### Data records
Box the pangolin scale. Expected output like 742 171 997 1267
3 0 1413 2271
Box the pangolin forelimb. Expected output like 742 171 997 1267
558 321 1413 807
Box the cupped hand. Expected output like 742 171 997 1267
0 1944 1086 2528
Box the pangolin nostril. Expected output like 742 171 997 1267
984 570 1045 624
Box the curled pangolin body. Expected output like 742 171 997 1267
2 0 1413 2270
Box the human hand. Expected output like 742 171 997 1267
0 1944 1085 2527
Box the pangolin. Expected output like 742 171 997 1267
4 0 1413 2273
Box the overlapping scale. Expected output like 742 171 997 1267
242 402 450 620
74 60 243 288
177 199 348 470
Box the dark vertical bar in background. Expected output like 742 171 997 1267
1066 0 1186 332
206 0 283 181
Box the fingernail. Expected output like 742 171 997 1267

...

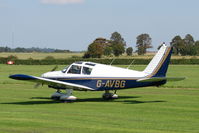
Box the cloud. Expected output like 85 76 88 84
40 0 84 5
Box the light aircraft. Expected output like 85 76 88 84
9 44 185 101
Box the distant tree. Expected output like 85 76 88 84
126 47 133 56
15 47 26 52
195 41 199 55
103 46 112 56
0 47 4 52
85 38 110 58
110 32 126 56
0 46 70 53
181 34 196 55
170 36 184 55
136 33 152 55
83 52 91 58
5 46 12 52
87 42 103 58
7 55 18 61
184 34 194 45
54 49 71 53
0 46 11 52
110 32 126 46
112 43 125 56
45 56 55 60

---

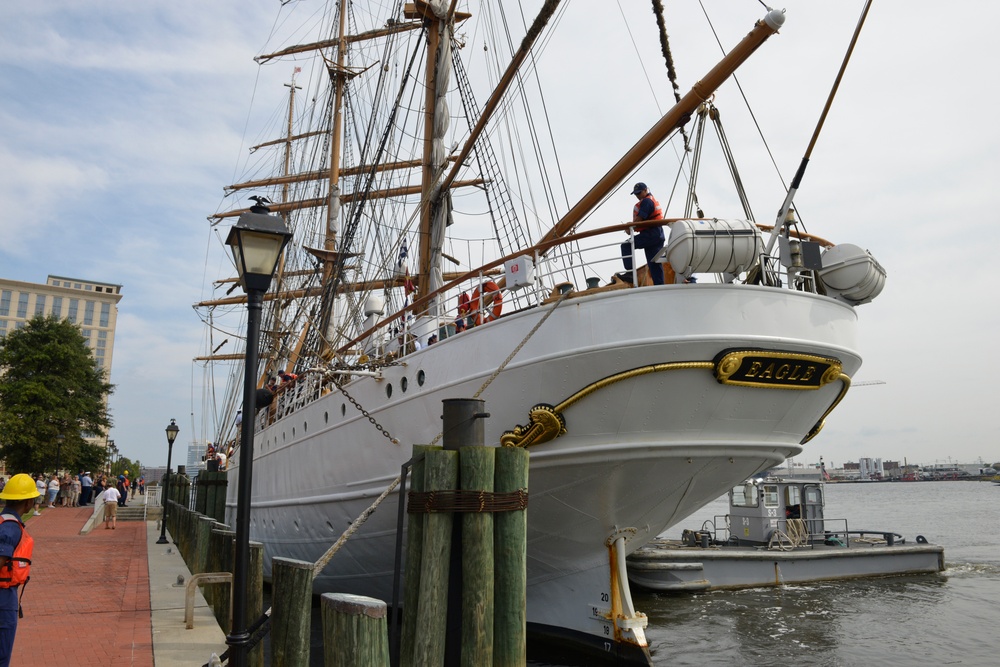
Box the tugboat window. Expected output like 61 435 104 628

### The task
Given the records above, reproduce precisely and only the lines between the line holding "Box the pangolin scale." and the line holding "Box the fingernail.", inclusive.

### Reply to the exercise
Box the pangolin scale. Expected output like 742 171 997 1267
3 0 1413 2271
Box the pangolin forelimb. Expected output like 742 171 997 1267
558 321 1413 807
Box the cupped hand. Expected output like 742 171 997 1267
0 1944 1086 2528
Box the pangolin nostril. Expected output like 742 171 997 1267
984 570 1045 624
Box the curled pangolin body. Expected output like 742 171 997 1267
2 0 1413 2270
Box the human hand. Expected output like 742 171 997 1267
0 1944 1085 2527
Box the pangolin. Expected output like 742 171 997 1267
4 0 1413 2273
Box the overlapping scale. Expected output like 742 171 997 1267
242 402 450 620
74 60 243 288
177 199 348 470
Box the dark vertical bar in background. Expected output like 742 171 997 1267
1066 0 1186 332
206 0 283 181
Box the fingernail. Expected output like 742 171 997 1267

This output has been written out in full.